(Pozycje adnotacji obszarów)
____________
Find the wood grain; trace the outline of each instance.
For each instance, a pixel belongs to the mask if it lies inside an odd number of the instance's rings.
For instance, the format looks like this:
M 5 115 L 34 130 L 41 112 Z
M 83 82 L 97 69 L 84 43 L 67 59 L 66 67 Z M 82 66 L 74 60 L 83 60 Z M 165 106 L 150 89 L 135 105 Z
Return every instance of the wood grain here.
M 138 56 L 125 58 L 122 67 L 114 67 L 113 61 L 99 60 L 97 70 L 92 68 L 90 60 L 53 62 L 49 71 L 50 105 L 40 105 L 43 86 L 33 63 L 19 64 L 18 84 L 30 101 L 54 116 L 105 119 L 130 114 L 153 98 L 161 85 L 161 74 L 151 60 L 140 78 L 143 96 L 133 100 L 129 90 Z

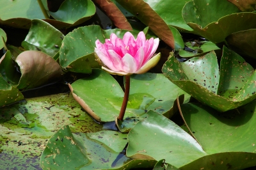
____________
Treść polecenia:
Przekształć powyższe wiersze w tabelę Markdown z kolumnami „Lp.” i „Treść”, pomijając puste wiersze. Proszę nie umieszczać w odpowiedzi obrazów.

Rozwiązanie pisemne:
| Lp. | Treść |
|---|---|
| 1 | Find the wood grain; trace the outline of each instance. |
| 2 | For each instance, a pixel belongs to the mask if it lies inside an odd number of the instance's rings. |
| 3 | For instance, the format looks like this: |
| 4 | M 5 115 L 34 130 L 41 112 Z |
| 5 | M 83 82 L 97 69 L 84 43 L 67 59 L 66 67 Z M 82 66 L 74 60 L 83 60 Z M 165 106 L 150 89 L 135 105 Z |
| 6 | Return every instance of the wood grain here. |
| 7 | M 138 56 L 125 58 L 122 67 L 114 67 L 113 61 L 99 60 L 97 70 L 92 68 L 90 60 L 53 62 L 49 71 L 50 105 L 40 105 L 43 86 L 33 63 L 19 64 L 18 84 L 30 101 L 54 116 L 105 119 L 130 114 L 153 98 L 161 85 L 161 74 L 151 60 L 140 78 L 143 96 L 133 100 L 129 90 Z |